+++ Entries supplied +++
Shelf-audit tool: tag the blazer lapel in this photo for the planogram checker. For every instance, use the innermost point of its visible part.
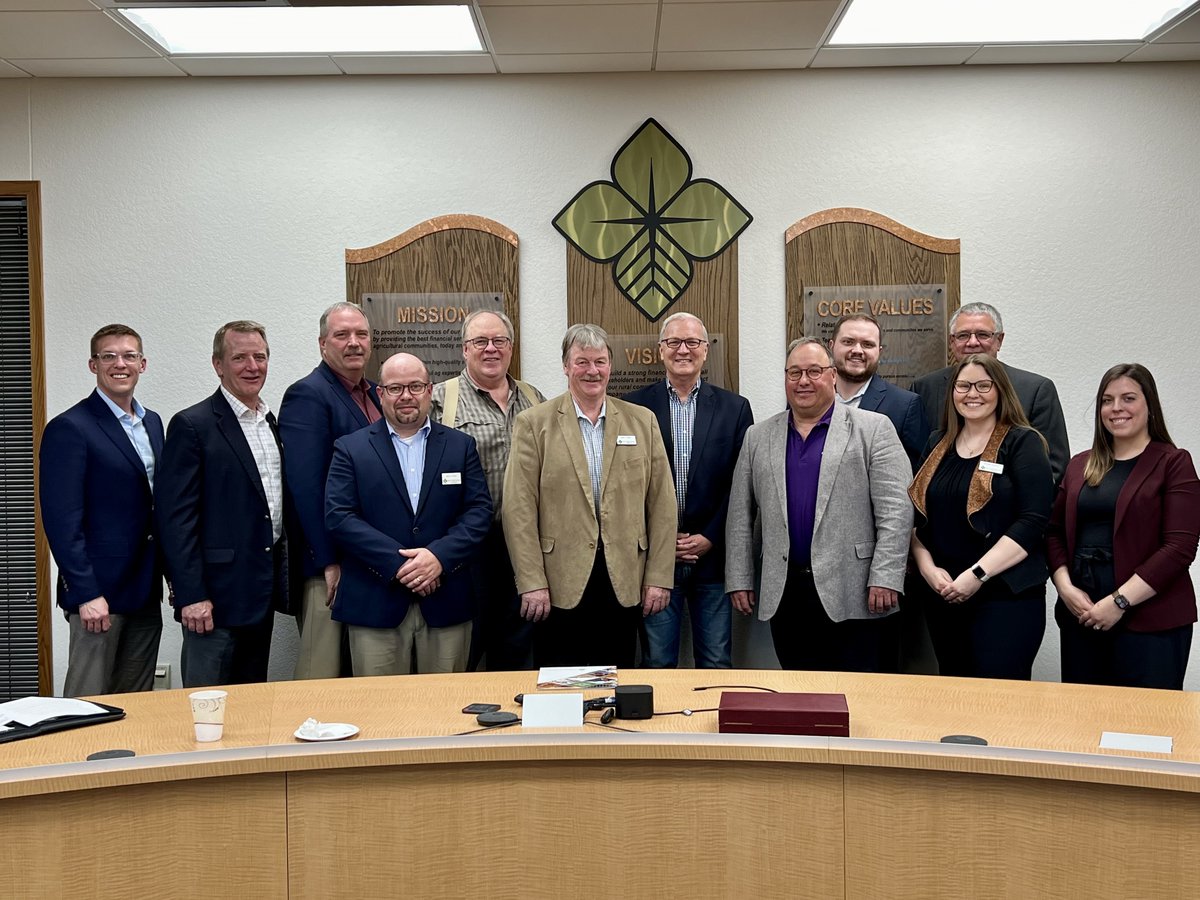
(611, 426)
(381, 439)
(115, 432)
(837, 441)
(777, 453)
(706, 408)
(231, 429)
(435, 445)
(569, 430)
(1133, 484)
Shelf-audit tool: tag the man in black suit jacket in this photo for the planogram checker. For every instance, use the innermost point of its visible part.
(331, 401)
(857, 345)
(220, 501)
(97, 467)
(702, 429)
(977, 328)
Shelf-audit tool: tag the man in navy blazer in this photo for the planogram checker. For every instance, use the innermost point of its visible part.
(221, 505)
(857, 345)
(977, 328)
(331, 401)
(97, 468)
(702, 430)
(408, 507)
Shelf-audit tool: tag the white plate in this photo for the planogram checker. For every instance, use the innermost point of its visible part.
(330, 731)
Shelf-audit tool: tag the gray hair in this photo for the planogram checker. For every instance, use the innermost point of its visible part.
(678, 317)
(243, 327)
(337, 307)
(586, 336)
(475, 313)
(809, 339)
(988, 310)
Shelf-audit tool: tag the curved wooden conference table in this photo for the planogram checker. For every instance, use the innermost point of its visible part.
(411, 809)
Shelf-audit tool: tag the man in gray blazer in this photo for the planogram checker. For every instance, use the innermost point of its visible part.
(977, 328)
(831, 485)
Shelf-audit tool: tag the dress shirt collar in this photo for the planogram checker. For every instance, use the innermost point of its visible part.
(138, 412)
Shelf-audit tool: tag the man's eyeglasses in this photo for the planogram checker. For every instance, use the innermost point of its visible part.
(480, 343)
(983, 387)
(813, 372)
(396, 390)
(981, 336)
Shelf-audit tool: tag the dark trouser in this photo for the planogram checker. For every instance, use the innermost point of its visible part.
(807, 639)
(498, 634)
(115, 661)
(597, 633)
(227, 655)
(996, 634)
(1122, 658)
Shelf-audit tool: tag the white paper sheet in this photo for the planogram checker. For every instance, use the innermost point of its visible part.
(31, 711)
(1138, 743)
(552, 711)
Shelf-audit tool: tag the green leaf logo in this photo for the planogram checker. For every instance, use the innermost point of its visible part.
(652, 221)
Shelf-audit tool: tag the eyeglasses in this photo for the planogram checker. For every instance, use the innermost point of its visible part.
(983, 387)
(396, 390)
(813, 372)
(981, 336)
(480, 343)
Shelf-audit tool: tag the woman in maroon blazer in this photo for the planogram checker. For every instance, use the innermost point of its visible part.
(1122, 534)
+++
About this exercise:
Exactly as written above, print every record, and keep the pictures out.

Answer space:
Shelf-audit tool: tag the blazer lapel in this photo for the planogram checker. For every instance, use the innermost point of its visible part.
(611, 426)
(381, 439)
(115, 432)
(837, 441)
(777, 453)
(706, 408)
(231, 429)
(435, 445)
(569, 430)
(1133, 484)
Shelf-audit tool: tag the man in black suit jacket in this photo for the planogram checker. For every instance, use the innermost point of its visible part.
(331, 401)
(857, 345)
(220, 501)
(97, 467)
(702, 429)
(977, 328)
Shelf-audit tool: tag the man in navy blazer in this photo for the planogram checker. For every instance, use the innermost point of its visible part.
(221, 505)
(857, 345)
(977, 328)
(331, 401)
(97, 468)
(702, 430)
(408, 507)
Shelf-audit tool: tag the white plate in this photo for the planogram checker. For every instance, use the innermost point of its visible part.
(330, 731)
Shelf-audit tool: tag the gray hair in this photo for the planogram checker. For every instance, use the innermost point of its visible part.
(678, 317)
(243, 327)
(337, 307)
(586, 336)
(475, 313)
(809, 339)
(988, 310)
Shelf-audit tool: tag the curved wooden conference table in this photo for the planogram checker. For every instance, use the innermost point of its visible part.
(411, 809)
Shelf-audit tool: tag the man in gray blazer in this photo for the planogram checker. For every instance, use the innermost point of its visible part.
(977, 328)
(831, 485)
Shelf-audit tool: tag the dress shirt collar in this photo for the planogram checker. For every instance, use the innermost point of its visible part.
(138, 412)
Shelf-audit tool: tag the man's eyeglasses in this photo for the planogram checker. For every instance, use the innermost point of its visible part.
(480, 343)
(983, 387)
(813, 372)
(396, 390)
(981, 336)
Shelf-audit tool: tag the dark trouser in this photo for the planogram checker. For every instance, use the innermost point of its visible part.
(807, 639)
(498, 634)
(115, 661)
(597, 633)
(227, 655)
(996, 634)
(1122, 658)
Shelf-audit tool: tag the white paper sheet in this photo for the planogram checker. For every instance, use the innermost point of its visible part.
(31, 711)
(1138, 743)
(552, 711)
Shelf-audit tool: tag the green leaf logo in this photo for the planogram checker. For every instance, use the innermost point of its visible part.
(652, 221)
Shelf-audit tool: tag the eyeglasses in this photo for the planogram checker. For every instance, use the innermost point of its visible part.
(983, 387)
(396, 390)
(813, 372)
(981, 336)
(480, 343)
Shelf-audit tool: tag the woman in maroon blazer in this photo for the planogram checker. For every instance, use the innermost point of its visible part.
(1122, 534)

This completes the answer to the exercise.